**EXERCISE DESCRIPTION**
Which lines in the items below contain the word "every"? Report each of those lines in full.

**ENTRIES SHOWN**
────────────────

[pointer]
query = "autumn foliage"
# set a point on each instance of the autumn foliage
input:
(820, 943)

────────────────

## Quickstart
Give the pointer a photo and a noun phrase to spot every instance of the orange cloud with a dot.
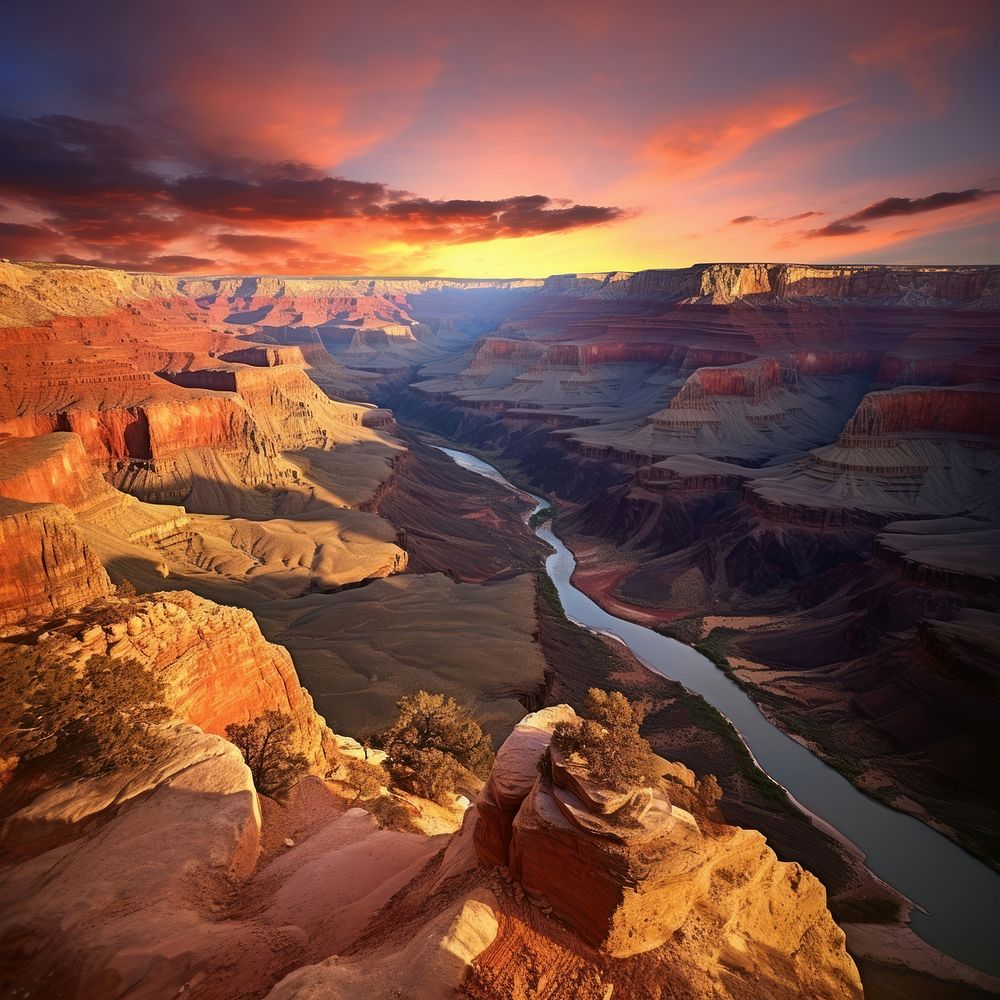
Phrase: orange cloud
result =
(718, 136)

────────────────

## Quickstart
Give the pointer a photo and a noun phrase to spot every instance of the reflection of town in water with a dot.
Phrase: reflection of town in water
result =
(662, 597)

────────────────

**WRITTEN RESPONSE**
Give the pointer a photo and a noun phrase to spot every instance of the orange cloud with a dot.
Give the pointer a photo and a noun phrase to spot every instance of the reflection of town in water with a dot.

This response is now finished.